*WORK TO COMPLETE*: Return all the entries. Match them word for word.

[Natural-language object grounding data]
++++++++++

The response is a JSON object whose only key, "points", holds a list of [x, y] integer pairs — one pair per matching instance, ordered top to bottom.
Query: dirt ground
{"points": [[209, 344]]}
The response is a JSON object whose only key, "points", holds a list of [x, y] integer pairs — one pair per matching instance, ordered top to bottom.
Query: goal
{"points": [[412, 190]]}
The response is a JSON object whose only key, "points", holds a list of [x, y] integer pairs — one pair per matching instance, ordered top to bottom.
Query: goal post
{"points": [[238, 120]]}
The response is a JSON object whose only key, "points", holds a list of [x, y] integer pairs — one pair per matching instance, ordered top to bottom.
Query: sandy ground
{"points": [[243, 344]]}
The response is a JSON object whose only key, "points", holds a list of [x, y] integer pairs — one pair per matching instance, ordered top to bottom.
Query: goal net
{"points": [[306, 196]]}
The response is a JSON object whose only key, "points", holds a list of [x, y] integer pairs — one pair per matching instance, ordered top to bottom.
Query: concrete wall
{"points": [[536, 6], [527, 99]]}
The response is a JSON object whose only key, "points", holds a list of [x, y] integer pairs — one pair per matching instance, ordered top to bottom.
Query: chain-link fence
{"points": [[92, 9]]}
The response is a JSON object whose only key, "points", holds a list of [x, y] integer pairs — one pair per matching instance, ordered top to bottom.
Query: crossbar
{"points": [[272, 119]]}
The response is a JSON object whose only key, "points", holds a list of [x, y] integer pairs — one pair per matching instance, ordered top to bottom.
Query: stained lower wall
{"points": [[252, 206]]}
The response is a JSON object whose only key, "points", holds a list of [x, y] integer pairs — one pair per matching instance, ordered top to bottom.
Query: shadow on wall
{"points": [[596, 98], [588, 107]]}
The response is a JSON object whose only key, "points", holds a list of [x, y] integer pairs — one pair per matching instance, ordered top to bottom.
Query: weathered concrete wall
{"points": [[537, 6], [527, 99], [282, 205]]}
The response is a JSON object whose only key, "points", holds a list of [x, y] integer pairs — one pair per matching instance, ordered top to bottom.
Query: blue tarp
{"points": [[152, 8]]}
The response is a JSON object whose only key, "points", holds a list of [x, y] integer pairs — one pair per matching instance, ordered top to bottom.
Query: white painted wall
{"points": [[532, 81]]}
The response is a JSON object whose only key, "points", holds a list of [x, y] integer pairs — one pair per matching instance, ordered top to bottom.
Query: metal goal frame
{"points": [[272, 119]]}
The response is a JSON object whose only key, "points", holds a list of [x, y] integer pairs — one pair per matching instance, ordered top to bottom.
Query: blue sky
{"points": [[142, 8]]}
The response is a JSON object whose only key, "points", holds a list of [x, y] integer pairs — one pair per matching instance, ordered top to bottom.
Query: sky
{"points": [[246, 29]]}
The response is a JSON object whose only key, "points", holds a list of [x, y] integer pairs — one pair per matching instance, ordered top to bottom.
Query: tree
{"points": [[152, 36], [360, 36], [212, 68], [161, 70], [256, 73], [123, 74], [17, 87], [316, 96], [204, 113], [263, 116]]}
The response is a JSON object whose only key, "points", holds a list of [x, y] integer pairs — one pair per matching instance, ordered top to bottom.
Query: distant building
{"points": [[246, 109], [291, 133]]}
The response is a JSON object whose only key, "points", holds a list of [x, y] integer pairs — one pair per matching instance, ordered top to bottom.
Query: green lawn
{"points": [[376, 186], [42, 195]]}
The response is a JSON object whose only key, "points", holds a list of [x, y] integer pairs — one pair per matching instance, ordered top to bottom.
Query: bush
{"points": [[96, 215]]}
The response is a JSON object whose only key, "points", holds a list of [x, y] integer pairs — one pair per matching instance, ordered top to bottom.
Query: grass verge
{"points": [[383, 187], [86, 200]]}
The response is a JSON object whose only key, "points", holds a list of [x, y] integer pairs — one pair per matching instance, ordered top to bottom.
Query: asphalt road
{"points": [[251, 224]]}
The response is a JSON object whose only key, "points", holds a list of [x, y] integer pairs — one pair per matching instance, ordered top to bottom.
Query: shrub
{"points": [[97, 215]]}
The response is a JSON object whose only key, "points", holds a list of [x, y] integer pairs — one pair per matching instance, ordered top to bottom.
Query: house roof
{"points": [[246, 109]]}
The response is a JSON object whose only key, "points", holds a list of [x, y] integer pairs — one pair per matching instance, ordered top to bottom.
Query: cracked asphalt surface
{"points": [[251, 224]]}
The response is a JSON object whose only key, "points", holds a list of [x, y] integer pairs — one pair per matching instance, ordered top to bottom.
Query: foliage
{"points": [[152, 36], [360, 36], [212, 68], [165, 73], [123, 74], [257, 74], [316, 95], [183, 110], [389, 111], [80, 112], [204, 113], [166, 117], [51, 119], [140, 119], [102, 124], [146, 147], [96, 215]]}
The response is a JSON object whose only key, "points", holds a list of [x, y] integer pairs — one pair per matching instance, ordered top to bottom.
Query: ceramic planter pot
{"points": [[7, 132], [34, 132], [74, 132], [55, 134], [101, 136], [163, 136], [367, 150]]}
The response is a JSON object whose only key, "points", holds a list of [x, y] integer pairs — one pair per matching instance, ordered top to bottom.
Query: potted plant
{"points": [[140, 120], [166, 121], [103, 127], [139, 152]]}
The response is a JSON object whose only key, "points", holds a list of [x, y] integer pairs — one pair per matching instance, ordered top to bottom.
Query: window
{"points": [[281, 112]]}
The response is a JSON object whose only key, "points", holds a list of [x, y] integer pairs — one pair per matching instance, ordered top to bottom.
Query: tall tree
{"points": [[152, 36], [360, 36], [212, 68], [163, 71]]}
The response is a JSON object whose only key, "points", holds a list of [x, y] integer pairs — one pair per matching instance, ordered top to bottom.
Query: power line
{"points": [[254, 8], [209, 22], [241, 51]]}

++++++++++

*THE ANSWER*:
The response is a JSON object whose only key, "points", holds a list of [x, y] integer pairs — one pair per matching instance, ordered top to bottom.
Query: dirt ground
{"points": [[209, 344]]}
The response is a JSON object whose only key, "points", holds a list of [x, y] integer pairs — one pair per matching instance, ordered top to bottom.
Query: goal
{"points": [[412, 190]]}
The response is a JSON object whose only key, "points", holds a list of [x, y] integer pairs — one pair per matching instance, ordered top to bottom.
Query: goal post
{"points": [[238, 120]]}
The response is a JSON object whose only key, "points", holds a list of [x, y] integer pairs — one pair per matching instance, ordered top to bottom.
Query: sandy ground
{"points": [[243, 344]]}
The response is a JSON object whose only key, "points", holds a list of [x, y] integer pairs — one pair per matching instance, ordered top to bottom.
Query: goal net
{"points": [[306, 196]]}
The response is a JSON object whose only key, "points", holds a list of [x, y] integer pairs — one pair per matching instance, ordered top to bottom.
Query: concrete wall
{"points": [[536, 6], [527, 99]]}
The response is a JSON object whose only key, "points", holds a list of [x, y] integer pairs — one pair per matching instance, ordered top to bottom.
Query: chain-link fence
{"points": [[92, 9]]}
The response is a JSON object whose only key, "points", holds a list of [x, y] integer pairs — one pair per matching instance, ordered top to bottom.
Query: crossbar
{"points": [[272, 119]]}
The response is a JSON object whose only key, "points", holds a list of [x, y] integer pairs — one pair per matching instance, ordered top to bottom.
Query: stained lower wall
{"points": [[252, 206]]}
The response is a JSON object whose only key, "points", holds a list of [x, y] integer pairs — one pair per matching instance, ordered top to bottom.
Query: shadow on wall
{"points": [[596, 98], [588, 107]]}
The response is a JSON object whose only key, "points", holds a list of [x, y] integer pairs — one pair per matching instance, ordered top to bottom.
Query: weathered concrete wall
{"points": [[537, 6], [527, 99], [282, 205]]}
The response is a JSON object whose only key, "points", holds a list of [x, y] integer pairs — one pair per matching instance, ordered top to bottom.
Query: blue tarp
{"points": [[152, 8]]}
The response is a JSON object whose only key, "points", holds a list of [x, y] integer pairs — one pair per matching instance, ordered top to bottom.
Query: white painted wall
{"points": [[532, 81]]}
The response is a JSON object whose only key, "points", holds a list of [x, y] integer pairs — one pair per matching instance, ordered top to bottom.
Query: metal goal frame
{"points": [[272, 119]]}
The response is a JSON object whose only key, "points", holds a list of [x, y] integer pairs — one pair per matching instance, ordered top to bottom.
Query: blue sky
{"points": [[142, 8]]}
The response is a JSON object whose only key, "points", holds a list of [x, y] integer pairs — one pair per matching instance, ordered top to bottom.
Query: sky
{"points": [[246, 29]]}
The response is a JSON object whose only key, "points", holds a list of [x, y] integer pairs — one pair per matching instance, ordered top to bottom.
Query: tree
{"points": [[152, 36], [360, 36], [212, 68], [161, 70], [256, 73], [123, 74], [17, 87], [316, 96], [204, 113], [263, 116]]}
The response is a JSON object whose only key, "points", holds a list of [x, y] integer pairs — one pair per matching instance, ordered top to bottom.
Query: distant building
{"points": [[246, 109], [291, 133]]}
The response is a JSON object whose only key, "points", holds a list of [x, y] integer pairs — one pair per matching instance, ordered top to bottom.
Query: green lawn
{"points": [[376, 186], [42, 195]]}
The response is a JSON object whose only key, "points", holds a list of [x, y] integer pairs — one pair per matching instance, ordered top to bottom.
Query: bush
{"points": [[96, 215]]}
The response is a JSON object whose only key, "points", holds a list of [x, y] integer pairs — one pair per matching instance, ordered top to bottom.
Query: grass verge
{"points": [[383, 187], [86, 200]]}
The response is a JSON object whose only key, "points", holds a list of [x, y] integer pairs — one pair per matching instance, ordered top to bottom.
Query: asphalt road
{"points": [[251, 224]]}
The response is a JSON object whose only key, "points", holds a list of [x, y] integer pairs — one pair per matching instance, ordered top to bottom.
Query: shrub
{"points": [[97, 215]]}
The response is a JSON object whose only key, "points", holds a list of [x, y] integer pairs — one pair per matching instance, ordered top to bottom.
Query: house roof
{"points": [[246, 109]]}
The response is a JSON object whose only key, "points", holds a list of [x, y] integer pairs — one pair per matching instance, ordered top to bottom.
Query: cracked asphalt surface
{"points": [[251, 224]]}
The response is a JSON object whose only key, "points", holds a list of [x, y] integer pairs — one pair per matching instance, ordered top to bottom.
Query: foliage
{"points": [[152, 36], [360, 36], [212, 68], [165, 73], [123, 74], [257, 74], [316, 95], [183, 110], [389, 111], [80, 112], [204, 113], [166, 117], [51, 119], [140, 119], [102, 124], [146, 147], [96, 215]]}
The response is a JSON object whose only key, "points", holds a list of [x, y] integer pairs — one pair per matching instance, ordered top to bottom.
Query: ceramic planter pot
{"points": [[7, 132], [34, 132], [74, 132], [55, 134], [101, 136], [163, 136], [367, 150]]}
The response is a JSON object whose only key, "points", holds a list of [x, y] integer pairs — one pair per matching instance, ordered top to bottom.
Query: potted plant
{"points": [[140, 120], [166, 121], [103, 127], [139, 152]]}
The response is a JSON object whose only key, "points", holds a list of [x, y] integer pairs — one pair per matching instance, ordered top to bottom.
Query: window
{"points": [[281, 112]]}
The response is a JSON object whose only key, "points", holds a list of [x, y] integer pairs — one pair per matching instance, ordered top to bottom.
Query: tall tree
{"points": [[152, 36], [360, 36], [212, 68], [163, 71]]}
The response is a JSON object whose only key, "points", holds a list of [x, y] integer pairs — one pair per matching instance, ordered top to bottom.
Query: power line
{"points": [[254, 8], [209, 22], [241, 51]]}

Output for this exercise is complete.